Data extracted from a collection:

________________________________________

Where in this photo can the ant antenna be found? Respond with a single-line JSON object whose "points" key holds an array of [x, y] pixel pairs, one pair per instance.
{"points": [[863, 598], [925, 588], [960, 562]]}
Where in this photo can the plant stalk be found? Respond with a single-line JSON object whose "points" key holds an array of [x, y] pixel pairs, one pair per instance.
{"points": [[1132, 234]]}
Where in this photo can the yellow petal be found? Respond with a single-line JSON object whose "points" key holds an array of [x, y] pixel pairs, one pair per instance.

________________________________________

Written task: Retype the records that precede this task, keeping them exactly the same.

Solution:
Where in this photo can the ant antenna be found? Respond with a single-line JSON object whose "points" key holds an array of [x, y] pixel pairs, one pair per instance.
{"points": [[863, 598], [925, 588], [960, 562]]}
Where in this photo can the plant stalk be found? Respond with a single-line JSON object whose "points" key holds an array of [x, y] pixel pairs, one pair per instance.
{"points": [[1132, 234]]}
Where in this photo can the yellow petal be found? Respond with a single-line JSON object whose "points" key holds an array of [x, y] pixel pairs, one pair per instance.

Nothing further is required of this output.